CONSIGNE A:
Traduisez en anglais cette phrase de l'extrait sur la systémique : « En réalité c'est bien le manque d'information qui produit le flou, l'incertain, l'ambigu. »

──────────

En même temps ceci illustre la difficulté de compréhension posée par toute réalité complexe : si à première vue, l'objet semble simple, ce n'est que parce qu'il est appréhendé d'un seul point de vue ou de manière trop générale. En réalité c'est bien le manque d'information qui produit le flou, l'incertain, l'ambigu. Tout à fait révélateur ici que l'exemple pris par Morin du baiser passe ainsi de l'objet simple à l'objet complexe. En réalité, il en va ici comme des géométries non euclidiennes qui n'avaient pas biffé l'espace euclidien mais en avaient simplement fait un cas particulier : ici le simple n'est jamais que le cas particulier d'un objet plus complexe. C'est ainsi que l'on verra la systémique se jouer presque toujours du couple apparence/réalité.

Ce concept renvoie à toutes les difficultés de compréhension (flou, incertain, imprévisible, ambigu, aléatoire) posées par l'appréhension d'une réalité complexe et qui se traduisent en fait pour l'observateur par un manque d'information (accessible ou non).

Globalité

Dans l'idée de globalité, il y a d'abord celle du fameux le tout est plus que la somme de ses parties autrement dit, un système ne réside pas dans l'addition de ces dernières mais consiste précisément dans leur organisation. C'est dire, et ce n'est pas rien, que l'analyse de chacune des parties, prises isolément, ne permettra pas de comprendre le tout. Ecrire cela c'est bien entendu évoquer l'irréductibilité.

Ceci signifie qu’apparaissent, au niveau global, des qualités que ne possédaient pas les parties ce qui ruine effectivement l’idée d’addition. Néanmoins on a pas tout dit lorsqu’on affirme ainsi que le tout est plus que la somme des parties parce qu’en même temps on pourrait tout aussi bien dire que la partie est plus que la partie : parce qu’intégrée au système,  la partie déploie des caractéristiques qu’isolément elle n’aurait pu développer. On pourrait enfin affirmer aussi que le tout est moins que la somme des partis ne serait-ce que en tant qu’organisation, il impose des contraintes aux éléments qui le composent.

Importe alors la notion d’émergence : ce qui émerge de la globalité, ce plus – et éventuellement ce moins – du tout par rapport aux parties s’impose comme une donnée phénoménale ; est irréductible au sens que ces propriétés nouvelles ne sont pas déductibles des éléments considérés isolément. De ce point de vue il faut même abandonner le concept de superstructure dans la mesure où y prime la rétroactivité, c'est-à-dire où le produit final rétroagit en transformant ce qui le produit.

De même que le fruit, produit ultime, est en même temps l’ovaire porteur des vertus reproductrices, de même l’émergence peut contribuer rétroactivement à produire et reproduire ce qui la produit.   2

Sous le nom d'approche globale, le concept désigne également la voie d'entrée dans la démarche systémique. On entend par là qu'il convient d'aborder tous les aspects d'un problème progressivement, mais non séquentiellement : partir d'une vue générale (globale) pour approfondir les détails, avec de nombreuses itérations et retours en arrière pour compléter ou corriger la vision antérieure.

Interaction

Concept tout aussi central parce que d’une certaine manière il change tout et en tout cas les fondamentaux de la science physique classique qui considérait la relation entre deux éléments comme à la fois unilatérale et causale. Or, ici non seulement la relation est réversible mais déborde largement le strict cadre de la relation cause/effet.

──────────

CONSIGNE B:
Transformez en tableau Markdown les lignes de la liste, de celle qui contient « Could you mark every instance of the light » jusqu'à la fin de la liste, les deux bornes comprises. Utilisez deux colonnes, « N° » et « Ligne », et laissez de côté les lignes vides.

──────────

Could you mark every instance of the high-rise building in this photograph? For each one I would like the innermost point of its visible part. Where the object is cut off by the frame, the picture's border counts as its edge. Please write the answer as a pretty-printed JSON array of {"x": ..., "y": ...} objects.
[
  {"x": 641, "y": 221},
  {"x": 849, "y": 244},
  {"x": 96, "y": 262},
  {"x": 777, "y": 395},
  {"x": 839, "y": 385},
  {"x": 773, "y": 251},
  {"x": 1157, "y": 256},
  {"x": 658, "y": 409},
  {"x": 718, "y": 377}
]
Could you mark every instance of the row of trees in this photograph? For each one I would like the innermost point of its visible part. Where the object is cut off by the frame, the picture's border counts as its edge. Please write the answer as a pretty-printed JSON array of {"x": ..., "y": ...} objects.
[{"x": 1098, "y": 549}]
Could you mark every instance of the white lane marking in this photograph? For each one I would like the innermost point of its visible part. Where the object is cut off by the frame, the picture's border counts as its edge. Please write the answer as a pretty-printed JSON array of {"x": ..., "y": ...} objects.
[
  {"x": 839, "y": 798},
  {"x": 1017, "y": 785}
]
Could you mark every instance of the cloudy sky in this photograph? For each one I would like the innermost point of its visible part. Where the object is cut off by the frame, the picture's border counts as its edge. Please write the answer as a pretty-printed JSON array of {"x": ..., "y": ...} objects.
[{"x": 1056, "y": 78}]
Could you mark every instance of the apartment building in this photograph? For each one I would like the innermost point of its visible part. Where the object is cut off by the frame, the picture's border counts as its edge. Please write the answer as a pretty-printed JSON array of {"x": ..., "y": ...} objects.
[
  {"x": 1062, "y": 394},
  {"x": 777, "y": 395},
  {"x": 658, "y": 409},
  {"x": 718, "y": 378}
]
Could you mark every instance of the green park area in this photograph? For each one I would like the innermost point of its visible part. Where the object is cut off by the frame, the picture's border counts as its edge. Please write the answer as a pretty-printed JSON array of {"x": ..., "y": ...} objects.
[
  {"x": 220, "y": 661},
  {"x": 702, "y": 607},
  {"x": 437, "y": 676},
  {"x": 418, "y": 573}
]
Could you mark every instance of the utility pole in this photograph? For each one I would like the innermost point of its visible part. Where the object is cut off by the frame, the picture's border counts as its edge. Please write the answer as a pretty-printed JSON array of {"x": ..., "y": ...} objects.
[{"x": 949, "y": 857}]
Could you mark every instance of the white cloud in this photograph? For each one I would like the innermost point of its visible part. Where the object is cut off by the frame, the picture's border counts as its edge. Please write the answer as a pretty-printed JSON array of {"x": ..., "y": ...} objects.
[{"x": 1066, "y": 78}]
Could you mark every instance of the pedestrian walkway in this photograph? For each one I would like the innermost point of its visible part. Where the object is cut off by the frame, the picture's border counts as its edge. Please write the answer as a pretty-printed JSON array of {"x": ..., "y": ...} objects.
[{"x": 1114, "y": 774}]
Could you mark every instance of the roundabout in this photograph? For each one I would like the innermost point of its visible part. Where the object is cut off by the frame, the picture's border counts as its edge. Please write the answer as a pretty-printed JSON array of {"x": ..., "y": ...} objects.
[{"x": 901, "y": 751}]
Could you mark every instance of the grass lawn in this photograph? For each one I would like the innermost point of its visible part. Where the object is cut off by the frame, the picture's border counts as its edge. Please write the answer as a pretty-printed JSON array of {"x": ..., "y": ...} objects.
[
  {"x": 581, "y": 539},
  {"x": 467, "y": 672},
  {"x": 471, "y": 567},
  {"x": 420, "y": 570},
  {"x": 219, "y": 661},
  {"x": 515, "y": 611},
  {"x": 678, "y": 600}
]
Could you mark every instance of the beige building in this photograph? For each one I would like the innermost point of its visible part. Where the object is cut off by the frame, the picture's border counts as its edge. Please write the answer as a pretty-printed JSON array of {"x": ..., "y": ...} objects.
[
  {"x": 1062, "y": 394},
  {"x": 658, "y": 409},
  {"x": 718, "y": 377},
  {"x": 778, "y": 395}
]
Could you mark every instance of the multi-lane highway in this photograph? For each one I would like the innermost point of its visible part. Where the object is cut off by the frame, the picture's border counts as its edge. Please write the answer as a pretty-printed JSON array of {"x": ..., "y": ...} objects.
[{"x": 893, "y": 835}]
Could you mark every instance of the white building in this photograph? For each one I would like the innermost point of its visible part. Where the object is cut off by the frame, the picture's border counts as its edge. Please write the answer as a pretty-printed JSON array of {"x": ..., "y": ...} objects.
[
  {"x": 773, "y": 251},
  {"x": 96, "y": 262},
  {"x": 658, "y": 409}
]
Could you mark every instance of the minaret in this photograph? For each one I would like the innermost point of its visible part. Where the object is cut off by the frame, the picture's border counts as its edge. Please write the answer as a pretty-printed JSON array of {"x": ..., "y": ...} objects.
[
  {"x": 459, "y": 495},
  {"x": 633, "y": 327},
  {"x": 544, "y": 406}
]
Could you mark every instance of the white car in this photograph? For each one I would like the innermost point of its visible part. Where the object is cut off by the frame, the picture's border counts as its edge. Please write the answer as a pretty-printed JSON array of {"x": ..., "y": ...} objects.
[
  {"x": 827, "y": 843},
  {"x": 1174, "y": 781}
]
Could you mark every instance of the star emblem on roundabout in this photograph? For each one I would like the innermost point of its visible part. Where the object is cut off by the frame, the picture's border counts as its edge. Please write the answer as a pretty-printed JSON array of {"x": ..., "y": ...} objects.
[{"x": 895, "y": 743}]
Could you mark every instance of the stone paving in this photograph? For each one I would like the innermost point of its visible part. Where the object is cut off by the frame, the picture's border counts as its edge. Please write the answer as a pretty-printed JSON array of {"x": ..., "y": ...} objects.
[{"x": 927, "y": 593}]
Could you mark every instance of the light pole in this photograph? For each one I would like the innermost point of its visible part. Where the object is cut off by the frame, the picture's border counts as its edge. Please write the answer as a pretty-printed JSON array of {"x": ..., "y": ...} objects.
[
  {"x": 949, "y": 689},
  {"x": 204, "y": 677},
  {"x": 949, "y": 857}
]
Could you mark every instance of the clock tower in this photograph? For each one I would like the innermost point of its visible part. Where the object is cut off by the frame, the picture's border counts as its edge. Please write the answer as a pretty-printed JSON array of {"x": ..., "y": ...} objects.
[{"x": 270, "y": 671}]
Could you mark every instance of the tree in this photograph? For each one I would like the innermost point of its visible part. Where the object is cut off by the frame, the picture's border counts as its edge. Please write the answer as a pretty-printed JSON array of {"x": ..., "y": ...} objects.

──────────

RÉPONSE RÉDIGÉE A:
In reality, it is indeed the lack of information that produces vagueness, uncertainty, ambiguity.

RÉPONSE RÉDIGÉE B:
| N° | Ligne |
|---|---|
| 1 | Could you mark every instance of the light pole in this photograph? For each one I would like the innermost point of its visible part. Where the object is cut off by the frame, the picture's border counts as its edge. Please write the answer as a pretty-printed JSON array of {"x": ..., "y": ...} objects. |
| 2 | [ |
| 3 |   {"x": 949, "y": 689}, |
| 4 |   {"x": 204, "y": 677}, |
| 5 |   {"x": 949, "y": 857} |
| 6 | ] |
| 7 | Could you mark every instance of the clock tower in this photograph? For each one I would like the innermost point of its visible part. Where the object is cut off by the frame, the picture's border counts as its edge. Please write the answer as a pretty-printed JSON array of {"x": ..., "y": ...} objects. |
| 8 | [{"x": 270, "y": 671}] |
| 9 | Could you mark every instance of the tree in this photograph? For each one I would like the innermost point of its visible part. Where the object is cut off by the frame, the picture's border counts as its edge. Please write the answer as a pretty-printed JSON array of {"x": ..., "y": ...} objects. |